━━━━━ Input data ━━━━━

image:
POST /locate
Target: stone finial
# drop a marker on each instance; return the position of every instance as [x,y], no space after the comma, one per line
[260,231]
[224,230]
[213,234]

━━━━━

§ **Directions**: Using the entries above, give again each line from the one containing "# drop a marker" through the last line, exactly and only those.

§ **Solution to this exercise**:
# drop a marker on each instance; return the position of every instance as [x,y], no space after the comma, one per line
[260,231]
[224,230]
[213,234]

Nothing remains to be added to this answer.